= Problem statement =
Copy every one of the items below word for word, leaving out the pictures.
**** Material supplied ****
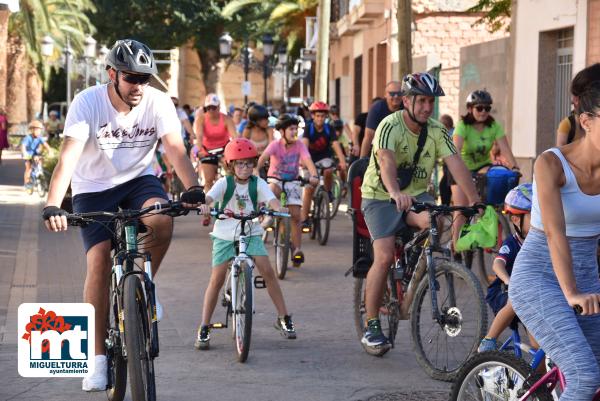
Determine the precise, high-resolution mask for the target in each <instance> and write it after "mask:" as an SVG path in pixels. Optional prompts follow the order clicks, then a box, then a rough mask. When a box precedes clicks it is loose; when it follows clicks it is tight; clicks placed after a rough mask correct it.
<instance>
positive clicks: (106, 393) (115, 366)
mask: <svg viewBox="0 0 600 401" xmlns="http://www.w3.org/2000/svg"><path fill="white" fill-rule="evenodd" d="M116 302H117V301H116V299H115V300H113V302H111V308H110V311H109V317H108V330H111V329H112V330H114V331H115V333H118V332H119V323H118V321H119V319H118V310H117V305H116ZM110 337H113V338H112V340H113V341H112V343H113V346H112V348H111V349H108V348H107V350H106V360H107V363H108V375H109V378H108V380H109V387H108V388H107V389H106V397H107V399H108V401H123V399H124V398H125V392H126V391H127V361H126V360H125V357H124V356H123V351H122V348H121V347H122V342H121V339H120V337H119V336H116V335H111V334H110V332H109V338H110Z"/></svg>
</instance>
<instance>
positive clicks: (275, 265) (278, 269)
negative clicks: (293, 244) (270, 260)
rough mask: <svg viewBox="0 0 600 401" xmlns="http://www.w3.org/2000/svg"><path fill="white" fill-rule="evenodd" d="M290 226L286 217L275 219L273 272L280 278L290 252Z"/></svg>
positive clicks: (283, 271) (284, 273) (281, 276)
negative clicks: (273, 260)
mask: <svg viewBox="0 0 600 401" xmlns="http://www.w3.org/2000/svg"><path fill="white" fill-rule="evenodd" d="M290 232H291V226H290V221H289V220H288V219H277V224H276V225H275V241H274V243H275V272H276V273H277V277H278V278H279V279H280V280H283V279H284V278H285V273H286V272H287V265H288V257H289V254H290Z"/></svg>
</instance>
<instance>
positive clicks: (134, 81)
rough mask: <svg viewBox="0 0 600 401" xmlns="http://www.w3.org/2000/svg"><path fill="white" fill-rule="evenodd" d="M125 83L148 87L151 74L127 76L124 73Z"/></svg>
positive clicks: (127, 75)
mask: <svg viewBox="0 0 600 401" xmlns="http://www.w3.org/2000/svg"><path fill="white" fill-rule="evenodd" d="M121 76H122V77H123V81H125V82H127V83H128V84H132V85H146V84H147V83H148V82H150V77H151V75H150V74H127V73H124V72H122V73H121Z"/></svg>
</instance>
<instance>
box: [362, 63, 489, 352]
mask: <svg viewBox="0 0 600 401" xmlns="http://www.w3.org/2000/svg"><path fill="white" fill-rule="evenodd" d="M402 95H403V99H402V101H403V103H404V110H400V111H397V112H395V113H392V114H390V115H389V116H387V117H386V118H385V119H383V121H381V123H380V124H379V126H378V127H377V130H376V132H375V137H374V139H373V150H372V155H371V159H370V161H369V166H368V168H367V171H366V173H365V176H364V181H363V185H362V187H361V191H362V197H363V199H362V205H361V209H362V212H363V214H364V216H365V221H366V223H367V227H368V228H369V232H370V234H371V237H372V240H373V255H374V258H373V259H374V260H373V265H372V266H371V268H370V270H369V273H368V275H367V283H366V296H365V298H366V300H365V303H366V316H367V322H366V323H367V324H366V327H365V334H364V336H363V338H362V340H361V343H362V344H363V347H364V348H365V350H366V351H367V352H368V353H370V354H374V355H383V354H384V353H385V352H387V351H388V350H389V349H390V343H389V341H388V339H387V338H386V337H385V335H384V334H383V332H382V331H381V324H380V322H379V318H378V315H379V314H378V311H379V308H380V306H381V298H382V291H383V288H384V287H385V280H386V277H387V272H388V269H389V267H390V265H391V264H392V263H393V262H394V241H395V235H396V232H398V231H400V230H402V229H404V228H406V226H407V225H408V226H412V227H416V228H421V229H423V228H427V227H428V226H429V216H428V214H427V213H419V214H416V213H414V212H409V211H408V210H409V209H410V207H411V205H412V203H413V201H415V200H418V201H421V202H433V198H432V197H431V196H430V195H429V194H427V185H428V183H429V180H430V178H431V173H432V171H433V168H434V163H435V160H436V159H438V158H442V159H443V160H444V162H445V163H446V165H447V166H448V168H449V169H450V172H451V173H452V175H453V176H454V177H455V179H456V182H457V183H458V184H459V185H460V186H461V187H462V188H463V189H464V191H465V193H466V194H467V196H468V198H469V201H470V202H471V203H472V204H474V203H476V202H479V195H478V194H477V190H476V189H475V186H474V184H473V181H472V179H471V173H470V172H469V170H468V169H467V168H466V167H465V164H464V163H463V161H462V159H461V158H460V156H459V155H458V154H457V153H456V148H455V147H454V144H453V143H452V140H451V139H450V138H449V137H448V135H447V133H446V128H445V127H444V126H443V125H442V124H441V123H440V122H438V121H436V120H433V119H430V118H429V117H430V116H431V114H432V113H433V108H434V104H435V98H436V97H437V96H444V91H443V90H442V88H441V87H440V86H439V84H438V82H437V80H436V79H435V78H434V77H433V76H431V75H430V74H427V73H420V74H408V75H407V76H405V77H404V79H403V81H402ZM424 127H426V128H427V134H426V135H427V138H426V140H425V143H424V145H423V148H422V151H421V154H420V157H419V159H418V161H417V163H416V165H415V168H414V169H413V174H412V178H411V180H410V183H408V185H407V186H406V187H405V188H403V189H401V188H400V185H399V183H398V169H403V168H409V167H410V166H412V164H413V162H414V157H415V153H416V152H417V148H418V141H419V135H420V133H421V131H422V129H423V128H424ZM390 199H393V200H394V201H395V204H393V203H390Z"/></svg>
****
= Result below =
Determine the precise, high-resolution mask for the target in each <instance> and write it after "mask:" as an SVG path in pixels. Optional prompts follow the order clicks, then a box, then a rough mask. When a box precedes clicks it is loose; when it follows clicks it is tight; clicks placed after a rough mask correct it.
<instance>
positive clicks: (106, 393) (115, 366)
mask: <svg viewBox="0 0 600 401" xmlns="http://www.w3.org/2000/svg"><path fill="white" fill-rule="evenodd" d="M116 302H117V301H116V299H115V300H113V302H111V308H110V311H109V317H108V330H111V329H112V330H114V331H115V333H118V332H119V323H118V321H119V319H118V310H117V305H116ZM110 337H113V338H112V340H113V341H112V343H113V346H112V348H111V349H108V348H107V350H106V360H107V363H108V375H109V378H108V380H109V387H108V388H107V389H106V397H107V399H108V401H123V399H124V398H125V392H126V391H127V361H126V360H125V357H124V356H123V351H122V348H121V347H122V342H121V339H120V337H119V336H116V335H111V334H110V332H109V338H110Z"/></svg>
</instance>
<instance>
positive clicks: (275, 265) (278, 269)
negative clicks: (293, 244) (270, 260)
rough mask: <svg viewBox="0 0 600 401" xmlns="http://www.w3.org/2000/svg"><path fill="white" fill-rule="evenodd" d="M290 226L286 217L275 219L273 272L280 278L290 252Z"/></svg>
positive clicks: (283, 271) (284, 273) (281, 276)
negative clicks: (273, 260)
mask: <svg viewBox="0 0 600 401" xmlns="http://www.w3.org/2000/svg"><path fill="white" fill-rule="evenodd" d="M290 232H291V226H290V221H289V220H288V219H277V224H276V225H275V241H274V243H275V272H276V273H277V277H278V278H279V279H280V280H283V279H284V278H285V273H286V272H287V265H288V257H289V254H290Z"/></svg>
</instance>
<instance>
positive clicks: (134, 81)
rough mask: <svg viewBox="0 0 600 401" xmlns="http://www.w3.org/2000/svg"><path fill="white" fill-rule="evenodd" d="M125 83L148 87L151 74L127 76L124 73Z"/></svg>
positive clicks: (127, 75)
mask: <svg viewBox="0 0 600 401" xmlns="http://www.w3.org/2000/svg"><path fill="white" fill-rule="evenodd" d="M121 76H122V77H123V81H125V82H127V83H128V84H132V85H146V84H147V83H148V82H150V77H151V75H150V74H127V73H124V72H122V73H121Z"/></svg>
</instance>
<instance>
box: [362, 63, 489, 352]
mask: <svg viewBox="0 0 600 401" xmlns="http://www.w3.org/2000/svg"><path fill="white" fill-rule="evenodd" d="M402 95H403V99H402V101H403V103H404V110H400V111H397V112H395V113H392V114H390V115H389V116H387V117H386V118H385V119H383V121H381V123H380V124H379V126H378V127H377V130H376V132H375V137H374V139H373V150H372V155H371V159H370V161H369V166H368V168H367V171H366V173H365V176H364V181H363V185H362V187H361V191H362V197H363V199H362V205H361V209H362V212H363V214H364V216H365V221H366V223H367V227H368V228H369V232H370V234H371V237H372V240H373V255H374V258H373V259H374V260H373V265H372V266H371V268H370V270H369V273H368V275H367V283H366V296H365V298H366V300H365V303H366V316H367V322H366V323H367V324H366V327H365V334H364V336H363V338H362V340H361V343H362V344H363V347H364V348H365V350H366V351H367V352H368V353H370V354H374V355H383V354H384V353H385V352H387V351H388V350H389V349H390V343H389V341H388V339H387V338H386V337H385V335H384V334H383V332H382V331H381V324H380V322H379V318H378V315H379V314H378V311H379V308H380V306H381V298H382V291H383V288H384V287H385V280H386V277H387V272H388V269H389V267H390V265H391V264H392V263H393V262H394V241H395V235H396V232H398V231H400V230H402V229H404V228H406V226H407V225H408V226H412V227H416V228H421V229H423V228H427V227H428V226H429V216H428V214H427V213H419V214H416V213H414V212H409V211H408V210H409V209H410V207H411V205H412V203H413V201H415V200H418V201H421V202H433V198H432V197H431V196H430V195H429V194H427V185H428V183H429V180H430V178H431V173H432V171H433V168H434V163H435V160H436V159H438V158H442V159H443V160H444V162H445V163H446V165H447V166H448V168H449V169H450V172H451V173H452V175H453V176H454V177H455V179H456V182H457V183H458V184H459V185H460V186H461V187H462V188H463V189H464V191H465V193H466V194H467V196H468V198H469V201H470V202H471V203H472V204H474V203H476V202H479V195H478V194H477V190H476V189H475V186H474V184H473V181H472V179H471V173H470V172H469V170H468V169H467V168H466V167H465V164H464V163H463V161H462V159H461V158H460V156H459V155H458V154H457V153H456V148H455V147H454V144H453V143H452V140H451V139H450V138H449V137H448V135H447V133H446V128H445V127H444V126H443V125H442V124H441V123H440V122H438V121H436V120H433V119H430V118H429V117H430V116H431V114H432V113H433V108H434V104H435V98H436V97H437V96H444V91H443V90H442V88H441V87H440V86H439V84H438V82H437V80H436V79H435V78H434V77H433V76H431V75H430V74H427V73H420V74H408V75H407V76H405V77H404V79H403V81H402ZM424 127H426V128H427V134H426V135H427V138H426V140H425V143H424V145H423V148H422V151H421V154H420V157H419V159H418V161H417V163H416V165H415V168H414V169H413V174H412V178H411V180H410V183H408V185H407V186H406V187H405V188H403V189H401V188H400V185H399V183H398V169H403V168H409V167H410V166H412V164H413V162H414V157H415V153H416V152H417V148H418V141H419V135H420V133H421V131H422V129H423V128H424ZM390 199H393V200H394V201H395V204H393V203H390Z"/></svg>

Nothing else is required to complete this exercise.